## WHAT YOU HAVE TO DO
Each line below is to be set down again exactly.

# # # # # # #

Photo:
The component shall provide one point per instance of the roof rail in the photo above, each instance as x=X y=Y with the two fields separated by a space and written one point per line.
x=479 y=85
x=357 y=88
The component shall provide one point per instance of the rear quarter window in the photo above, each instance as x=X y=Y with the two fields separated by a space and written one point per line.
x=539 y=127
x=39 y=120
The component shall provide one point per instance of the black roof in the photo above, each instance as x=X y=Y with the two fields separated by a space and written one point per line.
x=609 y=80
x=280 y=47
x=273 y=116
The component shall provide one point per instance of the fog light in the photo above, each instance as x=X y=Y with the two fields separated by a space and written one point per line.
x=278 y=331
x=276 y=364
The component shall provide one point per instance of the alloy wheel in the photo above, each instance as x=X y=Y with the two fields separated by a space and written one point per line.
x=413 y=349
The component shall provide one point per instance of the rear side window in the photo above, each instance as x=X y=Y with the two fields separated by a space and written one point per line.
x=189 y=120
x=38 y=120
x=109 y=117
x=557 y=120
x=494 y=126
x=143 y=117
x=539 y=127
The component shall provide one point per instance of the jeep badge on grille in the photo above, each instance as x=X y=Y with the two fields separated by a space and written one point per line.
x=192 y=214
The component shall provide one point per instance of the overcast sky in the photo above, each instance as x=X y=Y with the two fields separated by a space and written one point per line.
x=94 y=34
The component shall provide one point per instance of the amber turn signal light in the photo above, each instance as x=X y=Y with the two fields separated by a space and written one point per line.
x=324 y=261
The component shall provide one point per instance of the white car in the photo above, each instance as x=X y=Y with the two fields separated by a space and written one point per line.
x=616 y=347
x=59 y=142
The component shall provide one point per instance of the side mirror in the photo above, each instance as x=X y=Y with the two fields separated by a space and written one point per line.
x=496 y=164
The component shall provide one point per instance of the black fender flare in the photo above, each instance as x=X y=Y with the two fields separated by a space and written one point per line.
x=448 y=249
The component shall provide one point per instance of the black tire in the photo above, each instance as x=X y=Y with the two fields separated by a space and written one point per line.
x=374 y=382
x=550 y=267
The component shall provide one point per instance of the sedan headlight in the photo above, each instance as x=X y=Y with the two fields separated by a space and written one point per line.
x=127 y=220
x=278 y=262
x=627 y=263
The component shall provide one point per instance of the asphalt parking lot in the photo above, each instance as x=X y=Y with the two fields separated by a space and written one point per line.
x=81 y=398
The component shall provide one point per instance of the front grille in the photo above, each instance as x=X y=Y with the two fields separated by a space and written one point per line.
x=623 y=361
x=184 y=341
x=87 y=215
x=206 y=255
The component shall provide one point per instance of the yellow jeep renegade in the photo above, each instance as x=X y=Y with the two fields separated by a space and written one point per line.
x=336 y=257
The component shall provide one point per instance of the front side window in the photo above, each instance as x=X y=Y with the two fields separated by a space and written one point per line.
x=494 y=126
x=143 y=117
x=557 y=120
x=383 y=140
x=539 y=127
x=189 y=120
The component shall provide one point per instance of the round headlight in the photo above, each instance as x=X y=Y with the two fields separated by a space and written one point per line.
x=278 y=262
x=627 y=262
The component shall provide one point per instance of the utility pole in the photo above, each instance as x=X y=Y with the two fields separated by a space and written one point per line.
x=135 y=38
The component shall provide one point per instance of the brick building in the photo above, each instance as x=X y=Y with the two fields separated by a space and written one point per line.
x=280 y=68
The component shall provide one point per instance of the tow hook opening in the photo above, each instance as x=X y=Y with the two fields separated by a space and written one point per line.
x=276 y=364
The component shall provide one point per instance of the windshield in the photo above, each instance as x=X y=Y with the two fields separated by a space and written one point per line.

# # # # # # #

## RESPONSE TO THIS TASK
Photo:
The component shall provide one point per instance of the roof rail in the photo above, each instance as x=X y=Y with the two fields separated by a space and written one point per line.
x=479 y=85
x=357 y=88
The component shall provide one point per instance of the rear quarter window in the photo above, each instance as x=X y=Y with the two fields separated by a space and written one point per line.
x=539 y=127
x=39 y=120
The component shall provide one point per instance of the black roof in the photo above, each instance as x=X y=Y with the two fields separated by a space and written one point per line.
x=609 y=80
x=280 y=47
x=273 y=116
The component shall provide one point per instance of the fog light in the photo above, each instance as x=X y=Y with the two fields separated by a space and written one point per line.
x=278 y=331
x=276 y=364
The component shall provide one point per instance of the alloy wheel in the photo above, each instance as x=X y=Y with the two fields separated by a space and written one point per line.
x=413 y=349
The component shall provide one point per instance of the rear side window in the photo above, each instance as x=X y=Y with the two fields separated by a space and written one point per line.
x=189 y=120
x=38 y=120
x=109 y=117
x=557 y=120
x=494 y=126
x=143 y=117
x=539 y=127
The component shall provide one point per instance of the jeep badge on grille in the photo above, each instance as x=X y=Y with the two fields separated by a space and written one point per line.
x=192 y=214
The component shall provide one point per instance of the overcast sky in the photo above, each instance as x=X y=Y with the two fields separated by a space and written one point per line.
x=94 y=34
The component shall provide one point per instance of the amber turn signal light in the photo above, each instance as x=X y=Y with the two fields separated by a space and written one point per line.
x=324 y=261
The component shall provide one point per instance of the white car in the photo above, each instance as x=X y=Y with the two fields separated by a space and written one point per line.
x=616 y=347
x=59 y=142
The component shall provide one point per instance of the side mirror in the photo above, each instance as x=X y=Y with the two fields separated by a space and written one point per line.
x=496 y=164
The component shall provide one point per instance of the black fender flare in the photo above, each instance as x=X y=Y with the two fields separated by a space and written one point per line.
x=448 y=249
The component shall provide one point per instance of the black tire in the photo above, each instance as x=X y=Y with the two fields separated by a space and written one point per line.
x=374 y=382
x=550 y=267
The component shall provide one point per instance of the sedan headlight in the photo above, each instance as x=X y=Y with the two fields separated by a space and written one point per line.
x=127 y=220
x=278 y=262
x=627 y=263
The component shall provide one point per instance of the asphalt parking lot in the photo above, each instance as x=X y=Y with the two fields separated by a space and written one point per line.
x=81 y=398
The component shall provide one point per instance of the front grille in the photo above, each instance as x=X y=Y with the two fields separated by a space and written one point per line.
x=623 y=361
x=184 y=341
x=87 y=215
x=206 y=255
The component shall provide one point per instance of the yellow jeep renegade in the photo above, each instance as x=X y=Y with the two fields separated by a space and written one point per line.
x=336 y=257
The component shall provide one point per instance of the front side window in the photo above, each instance as x=X y=Y with the two fields separated by a space and written one point per line.
x=494 y=126
x=143 y=117
x=557 y=120
x=383 y=140
x=539 y=127
x=189 y=120
The component shall provide one point per instance of the round headlight in the photo above, each instance as x=X y=Y with the two fields separated by a space and written one point per line.
x=278 y=262
x=627 y=262
The component shall provide one point per instance of the utility pole in the photo above, each instance as x=X y=Y with the two fields separated by a space and written one point per line.
x=135 y=38
The component shall provide one point per instance of the brick building in the photo above, each instance as x=X y=Y with the two fields separated by a space and written one point per line.
x=280 y=68
The component shall provide one point per instance of the tow hook opening in the photo above, each instance as x=X y=Y with the two fields separated by a space and written one point per line.
x=276 y=364
The component shall provide one point per instance of the windshield in the photo above, each instance as x=X y=Y with the two fields separated by a space and written one point per line.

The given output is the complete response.